** Opening Data supplied block **
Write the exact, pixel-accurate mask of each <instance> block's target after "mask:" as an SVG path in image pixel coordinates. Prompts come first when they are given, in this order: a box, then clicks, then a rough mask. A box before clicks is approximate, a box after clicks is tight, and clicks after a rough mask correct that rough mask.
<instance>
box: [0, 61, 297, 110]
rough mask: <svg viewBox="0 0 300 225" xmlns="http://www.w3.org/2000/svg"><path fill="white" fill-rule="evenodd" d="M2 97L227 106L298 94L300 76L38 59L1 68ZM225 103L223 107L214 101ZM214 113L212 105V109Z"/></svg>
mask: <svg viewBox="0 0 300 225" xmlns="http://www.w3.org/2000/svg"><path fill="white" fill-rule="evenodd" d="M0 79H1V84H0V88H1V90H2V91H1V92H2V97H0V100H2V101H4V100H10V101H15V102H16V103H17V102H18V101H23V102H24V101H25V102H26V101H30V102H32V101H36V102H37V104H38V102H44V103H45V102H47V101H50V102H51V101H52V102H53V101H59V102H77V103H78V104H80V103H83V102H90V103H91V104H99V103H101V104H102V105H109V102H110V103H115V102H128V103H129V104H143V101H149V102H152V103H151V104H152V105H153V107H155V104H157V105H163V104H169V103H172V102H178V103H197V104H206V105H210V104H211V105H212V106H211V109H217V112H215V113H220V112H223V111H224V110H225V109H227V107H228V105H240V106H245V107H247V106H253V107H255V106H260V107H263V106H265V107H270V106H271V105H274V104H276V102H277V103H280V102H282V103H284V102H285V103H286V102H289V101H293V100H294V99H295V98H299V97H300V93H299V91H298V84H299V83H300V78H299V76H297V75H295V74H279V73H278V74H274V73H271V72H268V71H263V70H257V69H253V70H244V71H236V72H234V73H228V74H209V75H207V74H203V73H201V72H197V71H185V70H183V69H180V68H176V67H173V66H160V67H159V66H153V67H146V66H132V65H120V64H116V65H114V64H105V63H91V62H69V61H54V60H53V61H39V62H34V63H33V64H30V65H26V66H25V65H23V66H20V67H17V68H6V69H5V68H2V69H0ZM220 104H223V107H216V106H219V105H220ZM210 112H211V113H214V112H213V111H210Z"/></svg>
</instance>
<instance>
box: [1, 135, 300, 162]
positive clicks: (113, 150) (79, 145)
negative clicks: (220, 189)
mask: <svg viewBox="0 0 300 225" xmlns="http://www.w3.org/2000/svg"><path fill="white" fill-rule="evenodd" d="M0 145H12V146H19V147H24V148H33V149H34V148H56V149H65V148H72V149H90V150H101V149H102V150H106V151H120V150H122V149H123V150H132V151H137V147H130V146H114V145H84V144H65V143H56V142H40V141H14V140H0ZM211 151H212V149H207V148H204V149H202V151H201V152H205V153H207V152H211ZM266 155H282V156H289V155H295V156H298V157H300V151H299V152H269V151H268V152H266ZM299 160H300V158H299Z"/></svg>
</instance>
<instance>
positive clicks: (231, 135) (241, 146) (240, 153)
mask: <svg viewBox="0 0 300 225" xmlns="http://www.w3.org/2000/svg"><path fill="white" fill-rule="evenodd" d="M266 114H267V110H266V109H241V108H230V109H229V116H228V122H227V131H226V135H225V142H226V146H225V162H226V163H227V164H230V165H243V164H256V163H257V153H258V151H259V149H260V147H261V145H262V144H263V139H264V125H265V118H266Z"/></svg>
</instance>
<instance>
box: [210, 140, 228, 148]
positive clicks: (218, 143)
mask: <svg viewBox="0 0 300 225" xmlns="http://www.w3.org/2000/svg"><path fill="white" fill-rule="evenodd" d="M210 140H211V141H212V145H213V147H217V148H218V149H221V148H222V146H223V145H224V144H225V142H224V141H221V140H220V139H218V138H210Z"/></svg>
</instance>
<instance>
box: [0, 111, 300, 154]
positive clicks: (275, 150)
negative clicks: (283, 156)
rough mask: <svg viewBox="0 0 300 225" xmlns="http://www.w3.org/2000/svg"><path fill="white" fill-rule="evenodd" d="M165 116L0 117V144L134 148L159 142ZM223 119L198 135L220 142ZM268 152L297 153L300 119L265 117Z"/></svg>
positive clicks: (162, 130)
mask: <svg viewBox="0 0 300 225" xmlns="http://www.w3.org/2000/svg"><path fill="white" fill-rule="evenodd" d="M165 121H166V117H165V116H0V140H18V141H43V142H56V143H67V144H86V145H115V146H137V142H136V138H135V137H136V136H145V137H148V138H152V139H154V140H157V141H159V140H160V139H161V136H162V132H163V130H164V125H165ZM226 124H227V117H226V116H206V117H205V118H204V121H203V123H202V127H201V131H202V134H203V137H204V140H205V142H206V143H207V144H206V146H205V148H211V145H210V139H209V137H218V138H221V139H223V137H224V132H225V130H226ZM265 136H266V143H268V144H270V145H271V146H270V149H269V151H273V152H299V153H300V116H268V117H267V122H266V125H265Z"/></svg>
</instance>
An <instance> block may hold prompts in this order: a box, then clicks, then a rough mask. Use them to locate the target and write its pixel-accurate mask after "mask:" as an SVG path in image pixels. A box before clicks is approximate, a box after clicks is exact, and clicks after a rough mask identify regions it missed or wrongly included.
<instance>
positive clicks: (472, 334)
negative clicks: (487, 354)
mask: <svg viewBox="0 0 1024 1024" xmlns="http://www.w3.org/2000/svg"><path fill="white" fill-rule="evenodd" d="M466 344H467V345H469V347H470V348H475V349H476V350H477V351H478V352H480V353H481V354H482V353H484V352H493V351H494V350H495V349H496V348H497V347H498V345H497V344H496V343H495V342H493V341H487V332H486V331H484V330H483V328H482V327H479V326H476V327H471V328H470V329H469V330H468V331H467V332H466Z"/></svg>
** Closing Data supplied block **
Task to carry out: Give every line of the listing above as a JSON list of strings, one string per line, with blank lines left out.

Final answer:
[
  "Write the exact, pixel-accurate mask of each <instance> block's target after \"mask:\" as an SVG path in image pixel coordinates. Prompts come first when they are given, in this order: a box, then clicks, then a rough mask. A box before clicks is approximate, a box after clicks is tight, and clicks after a rough mask correct that rough mask.",
  "<instance>",
  "box: [0, 61, 297, 110]",
  "rough mask: <svg viewBox=\"0 0 300 225\" xmlns=\"http://www.w3.org/2000/svg\"><path fill=\"white\" fill-rule=\"evenodd\" d=\"M2 97L227 106L298 94L300 76L38 59L1 68ZM225 103L223 107L214 101ZM214 113L212 105V109Z\"/></svg>",
  "mask: <svg viewBox=\"0 0 300 225\" xmlns=\"http://www.w3.org/2000/svg\"><path fill=\"white\" fill-rule=\"evenodd\" d=\"M0 79H1V84H0V88H1V90H2V91H1V92H2V97H0V100H2V101H4V100H10V101H15V102H16V103H17V102H18V101H23V102H24V101H25V102H26V101H30V102H32V101H36V102H37V104H38V102H44V103H45V102H47V101H50V102H51V101H52V102H53V101H59V102H77V103H78V104H80V103H83V102H90V103H91V104H99V103H101V104H102V105H109V102H110V103H115V102H128V103H129V104H143V101H149V102H152V103H151V104H152V105H153V107H155V104H157V105H163V104H169V103H172V102H178V103H197V104H206V105H210V104H211V105H212V106H211V109H217V112H215V113H220V112H223V111H224V110H225V109H227V107H228V105H240V106H245V107H247V106H253V107H255V106H260V107H263V106H265V107H270V106H271V105H274V104H276V102H277V103H280V102H282V103H284V102H285V103H286V102H289V101H293V100H294V99H295V98H299V97H300V93H299V91H298V84H299V83H300V78H299V76H297V75H295V74H279V73H278V74H274V73H271V72H268V71H263V70H257V69H253V70H244V71H236V72H234V73H228V74H209V75H207V74H203V73H201V72H197V71H185V70H183V69H180V68H176V67H173V66H160V67H159V66H153V67H146V66H132V65H120V64H116V65H114V64H105V63H91V62H69V61H54V60H53V61H39V62H34V63H33V64H30V65H26V66H25V65H23V66H20V67H17V68H6V69H5V68H2V69H0ZM220 104H223V107H216V106H219V105H220ZM210 112H211V113H214V112H213V111H210Z\"/></svg>",
  "</instance>",
  "<instance>",
  "box: [1, 135, 300, 162]",
  "positive clicks: (113, 150) (79, 145)",
  "negative clicks: (220, 189)",
  "mask: <svg viewBox=\"0 0 300 225\" xmlns=\"http://www.w3.org/2000/svg\"><path fill=\"white\" fill-rule=\"evenodd\" d=\"M0 145H12V146H19V147H24V148H33V149H34V148H56V149H65V148H72V149H90V150H101V149H102V150H106V151H120V150H122V149H123V150H132V151H137V147H130V146H114V145H84V144H65V143H56V142H40V141H14V140H0ZM211 151H212V149H207V148H204V149H202V151H201V152H205V153H207V152H211ZM266 155H282V156H289V155H295V156H298V157H300V151H299V152H269V151H268V152H266ZM299 160H300V158H299Z\"/></svg>",
  "</instance>",
  "<instance>",
  "positive clicks: (231, 135) (241, 146) (240, 153)",
  "mask: <svg viewBox=\"0 0 300 225\" xmlns=\"http://www.w3.org/2000/svg\"><path fill=\"white\" fill-rule=\"evenodd\" d=\"M266 114H267V110H266V109H241V108H230V109H229V116H228V122H227V131H226V135H225V142H226V146H225V162H226V163H227V164H230V165H243V164H256V163H257V153H258V151H259V149H260V147H261V145H262V144H263V139H264V125H265V118H266Z\"/></svg>",
  "</instance>",
  "<instance>",
  "box: [210, 140, 228, 148]",
  "positive clicks: (218, 143)",
  "mask: <svg viewBox=\"0 0 300 225\" xmlns=\"http://www.w3.org/2000/svg\"><path fill=\"white\" fill-rule=\"evenodd\" d=\"M210 140H211V141H212V145H213V147H217V148H218V149H221V148H222V146H223V145H224V144H225V142H224V141H221V140H220V139H218V138H210Z\"/></svg>",
  "</instance>",
  "<instance>",
  "box: [0, 111, 300, 154]",
  "positive clicks: (275, 150)",
  "negative clicks: (283, 156)",
  "rough mask: <svg viewBox=\"0 0 300 225\" xmlns=\"http://www.w3.org/2000/svg\"><path fill=\"white\" fill-rule=\"evenodd\" d=\"M165 116L0 117V144L134 148L159 142ZM223 119L198 135L220 142ZM268 152L297 153L300 119L265 117Z\"/></svg>",
  "positive clicks: (162, 130)",
  "mask: <svg viewBox=\"0 0 300 225\" xmlns=\"http://www.w3.org/2000/svg\"><path fill=\"white\" fill-rule=\"evenodd\" d=\"M165 121H166V117H165V116H0V140H18V141H43V142H56V143H67V144H86V145H115V146H137V142H136V138H135V137H136V136H145V137H148V138H152V139H154V140H157V141H159V140H160V139H161V136H162V132H163V130H164V125H165ZM226 124H227V117H226V116H206V117H205V118H204V121H203V123H202V127H201V131H202V134H203V137H204V140H205V142H206V143H207V144H206V146H205V148H211V145H210V139H209V137H218V138H221V139H223V137H224V132H225V130H226ZM265 136H266V143H268V144H270V145H271V146H270V149H269V151H273V152H299V153H300V116H268V117H267V122H266V125H265Z\"/></svg>",
  "</instance>",
  "An <instance> block may hold prompts in this order: a box, then clicks, then a rough mask. Use them to locate the target and write its pixel-accurate mask after \"mask:\" as an SVG path in image pixels. A box before clicks is approximate, a box after clicks is exact, and clicks after a rough mask identify regions it missed or wrongly included.",
  "<instance>",
  "positive clicks: (472, 334)",
  "negative clicks: (487, 354)",
  "mask: <svg viewBox=\"0 0 1024 1024\" xmlns=\"http://www.w3.org/2000/svg\"><path fill=\"white\" fill-rule=\"evenodd\" d=\"M466 344H467V345H469V347H470V348H475V349H476V350H477V351H478V352H480V353H481V354H482V353H484V352H493V351H494V350H495V349H496V348H497V347H498V345H497V344H496V343H495V342H493V341H487V332H486V331H484V330H483V328H482V327H479V326H476V327H471V328H470V329H469V330H468V331H467V332H466Z\"/></svg>"
]